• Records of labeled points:
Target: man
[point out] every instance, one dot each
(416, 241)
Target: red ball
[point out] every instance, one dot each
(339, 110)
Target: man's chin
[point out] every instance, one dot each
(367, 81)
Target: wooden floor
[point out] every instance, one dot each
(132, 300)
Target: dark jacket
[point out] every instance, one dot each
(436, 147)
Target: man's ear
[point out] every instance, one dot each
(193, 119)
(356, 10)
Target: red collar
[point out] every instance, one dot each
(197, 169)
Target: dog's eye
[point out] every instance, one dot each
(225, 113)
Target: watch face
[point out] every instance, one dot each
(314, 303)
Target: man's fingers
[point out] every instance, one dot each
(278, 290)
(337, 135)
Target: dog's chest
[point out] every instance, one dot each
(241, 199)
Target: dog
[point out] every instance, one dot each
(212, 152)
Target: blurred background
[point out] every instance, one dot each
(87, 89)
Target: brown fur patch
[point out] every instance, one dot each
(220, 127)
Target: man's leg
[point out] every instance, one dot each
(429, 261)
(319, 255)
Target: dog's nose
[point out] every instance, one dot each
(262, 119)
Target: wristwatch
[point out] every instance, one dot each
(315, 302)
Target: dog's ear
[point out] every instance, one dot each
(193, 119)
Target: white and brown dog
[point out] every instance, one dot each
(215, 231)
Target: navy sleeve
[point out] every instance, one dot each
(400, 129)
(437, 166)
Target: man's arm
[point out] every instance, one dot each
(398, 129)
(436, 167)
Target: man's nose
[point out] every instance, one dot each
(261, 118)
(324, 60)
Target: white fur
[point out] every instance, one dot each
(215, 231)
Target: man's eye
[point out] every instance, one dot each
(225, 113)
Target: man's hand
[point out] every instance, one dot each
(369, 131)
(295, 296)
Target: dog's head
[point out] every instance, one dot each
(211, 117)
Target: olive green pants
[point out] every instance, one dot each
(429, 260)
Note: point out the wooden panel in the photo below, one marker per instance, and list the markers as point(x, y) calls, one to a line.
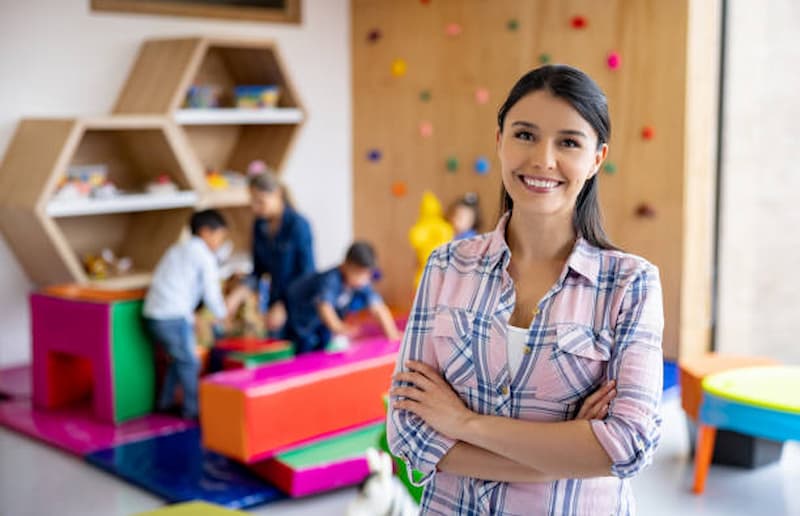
point(34, 152)
point(150, 234)
point(160, 76)
point(213, 145)
point(649, 89)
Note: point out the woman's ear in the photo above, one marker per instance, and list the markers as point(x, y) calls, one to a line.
point(599, 158)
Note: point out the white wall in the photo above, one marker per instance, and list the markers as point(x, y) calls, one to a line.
point(59, 59)
point(760, 213)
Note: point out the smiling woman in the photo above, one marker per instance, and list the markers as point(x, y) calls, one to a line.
point(529, 378)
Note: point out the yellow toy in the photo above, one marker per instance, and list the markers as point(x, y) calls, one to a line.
point(430, 231)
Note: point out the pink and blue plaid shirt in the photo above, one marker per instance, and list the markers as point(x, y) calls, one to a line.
point(602, 320)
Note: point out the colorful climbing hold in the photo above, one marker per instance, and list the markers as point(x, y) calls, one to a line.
point(614, 60)
point(399, 67)
point(452, 164)
point(482, 165)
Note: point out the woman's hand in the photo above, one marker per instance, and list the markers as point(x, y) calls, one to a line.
point(596, 405)
point(430, 397)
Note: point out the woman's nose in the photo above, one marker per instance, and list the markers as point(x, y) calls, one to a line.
point(543, 155)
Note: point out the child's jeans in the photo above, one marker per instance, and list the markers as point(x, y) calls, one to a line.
point(177, 338)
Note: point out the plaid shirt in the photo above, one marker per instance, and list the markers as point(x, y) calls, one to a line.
point(603, 319)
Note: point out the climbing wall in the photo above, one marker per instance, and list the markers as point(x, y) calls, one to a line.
point(429, 76)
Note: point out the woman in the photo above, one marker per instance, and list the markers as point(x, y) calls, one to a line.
point(283, 247)
point(511, 330)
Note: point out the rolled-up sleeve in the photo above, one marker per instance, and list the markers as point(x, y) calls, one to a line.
point(631, 432)
point(410, 438)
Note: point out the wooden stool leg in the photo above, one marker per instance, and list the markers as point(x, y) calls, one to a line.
point(706, 435)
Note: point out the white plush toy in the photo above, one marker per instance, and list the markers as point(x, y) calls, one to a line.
point(381, 493)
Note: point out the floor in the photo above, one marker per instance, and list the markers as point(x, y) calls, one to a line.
point(74, 488)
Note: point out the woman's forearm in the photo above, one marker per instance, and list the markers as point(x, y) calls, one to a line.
point(565, 449)
point(467, 460)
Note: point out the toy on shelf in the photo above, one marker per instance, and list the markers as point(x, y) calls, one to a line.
point(162, 184)
point(381, 492)
point(203, 96)
point(429, 232)
point(216, 181)
point(256, 96)
point(85, 181)
point(106, 264)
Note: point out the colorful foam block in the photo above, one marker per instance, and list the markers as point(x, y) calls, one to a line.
point(177, 469)
point(239, 360)
point(324, 465)
point(94, 348)
point(191, 509)
point(76, 431)
point(251, 414)
point(16, 382)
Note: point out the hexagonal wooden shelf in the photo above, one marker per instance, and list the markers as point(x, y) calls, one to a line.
point(50, 236)
point(223, 138)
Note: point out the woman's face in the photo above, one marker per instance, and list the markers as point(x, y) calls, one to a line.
point(547, 152)
point(266, 204)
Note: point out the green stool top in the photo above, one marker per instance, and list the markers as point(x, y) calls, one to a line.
point(776, 387)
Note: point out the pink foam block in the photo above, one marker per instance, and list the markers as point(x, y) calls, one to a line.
point(77, 328)
point(250, 414)
point(15, 382)
point(76, 431)
point(306, 367)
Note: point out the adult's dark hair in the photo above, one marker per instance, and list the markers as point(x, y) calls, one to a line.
point(211, 219)
point(267, 181)
point(586, 97)
point(361, 254)
point(470, 200)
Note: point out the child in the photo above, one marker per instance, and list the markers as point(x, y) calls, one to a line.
point(465, 216)
point(187, 274)
point(318, 303)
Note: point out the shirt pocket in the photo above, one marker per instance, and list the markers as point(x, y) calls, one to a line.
point(453, 339)
point(577, 363)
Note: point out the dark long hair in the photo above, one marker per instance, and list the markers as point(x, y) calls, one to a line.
point(586, 97)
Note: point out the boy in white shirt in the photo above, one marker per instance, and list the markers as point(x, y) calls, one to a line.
point(187, 274)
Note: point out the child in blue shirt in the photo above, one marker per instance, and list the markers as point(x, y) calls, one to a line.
point(318, 303)
point(187, 274)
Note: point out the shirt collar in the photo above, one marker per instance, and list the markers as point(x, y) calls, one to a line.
point(584, 258)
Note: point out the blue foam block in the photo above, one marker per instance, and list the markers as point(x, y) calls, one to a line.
point(176, 468)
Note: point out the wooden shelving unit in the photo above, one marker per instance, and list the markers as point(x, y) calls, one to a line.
point(51, 236)
point(149, 134)
point(226, 137)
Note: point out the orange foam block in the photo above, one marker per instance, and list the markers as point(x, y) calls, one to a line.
point(251, 414)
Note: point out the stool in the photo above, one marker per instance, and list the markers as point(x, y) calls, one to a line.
point(759, 401)
point(732, 448)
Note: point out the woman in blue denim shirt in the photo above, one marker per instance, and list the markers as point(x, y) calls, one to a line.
point(283, 246)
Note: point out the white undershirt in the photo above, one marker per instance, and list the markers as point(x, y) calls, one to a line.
point(516, 341)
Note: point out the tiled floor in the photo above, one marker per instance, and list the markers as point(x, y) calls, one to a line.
point(36, 480)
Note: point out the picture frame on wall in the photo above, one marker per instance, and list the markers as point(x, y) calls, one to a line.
point(281, 11)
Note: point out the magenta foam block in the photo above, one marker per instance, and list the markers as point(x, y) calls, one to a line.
point(15, 382)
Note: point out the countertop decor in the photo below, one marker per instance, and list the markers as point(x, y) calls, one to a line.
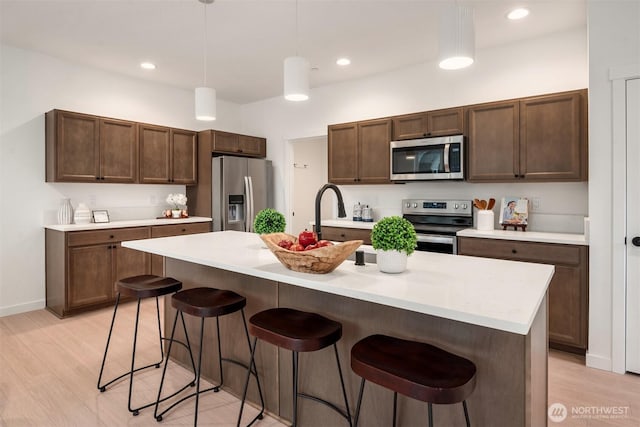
point(318, 261)
point(127, 223)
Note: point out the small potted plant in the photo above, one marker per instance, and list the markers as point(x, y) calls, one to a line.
point(177, 200)
point(269, 221)
point(394, 239)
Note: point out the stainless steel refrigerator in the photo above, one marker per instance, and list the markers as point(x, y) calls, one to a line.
point(241, 188)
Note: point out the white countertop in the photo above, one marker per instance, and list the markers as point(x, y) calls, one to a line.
point(526, 236)
point(129, 223)
point(498, 294)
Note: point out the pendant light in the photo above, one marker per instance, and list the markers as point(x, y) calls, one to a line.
point(457, 37)
point(296, 74)
point(205, 96)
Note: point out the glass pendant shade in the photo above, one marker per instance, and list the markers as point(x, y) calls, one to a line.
point(457, 37)
point(205, 103)
point(296, 78)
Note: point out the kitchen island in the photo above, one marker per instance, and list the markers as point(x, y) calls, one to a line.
point(492, 312)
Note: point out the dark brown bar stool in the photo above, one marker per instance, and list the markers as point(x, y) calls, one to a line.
point(141, 287)
point(297, 331)
point(203, 303)
point(418, 370)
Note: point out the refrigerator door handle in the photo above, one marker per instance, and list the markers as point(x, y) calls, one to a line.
point(251, 204)
point(247, 204)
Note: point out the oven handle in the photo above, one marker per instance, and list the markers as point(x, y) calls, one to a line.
point(436, 238)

• Required work: Please output, as a JSON list of strings with one string per line and blank lines left out, only the part of the entries that opens with the line containing "Note: point out the climbing" and closes with the line containing "point(410, 438)", both included.

• Answer to the problem:
[
  "Note: point out the climbing wall in the photo above, one marker per instance, and list the markers as point(x, y) calls, one to a line.",
  "point(429, 76)",
  "Note: point out the woman in the photo above, one marker per instance, and list the markers as point(x, y) calls, one to a line.",
  "point(283, 247)",
  "point(511, 330)",
  "Note: point out the rolled-up sleeve in the photo above, one marker per instance, and list the markers as point(x, y) calls, one to a line.",
  "point(631, 432)",
  "point(410, 438)"
]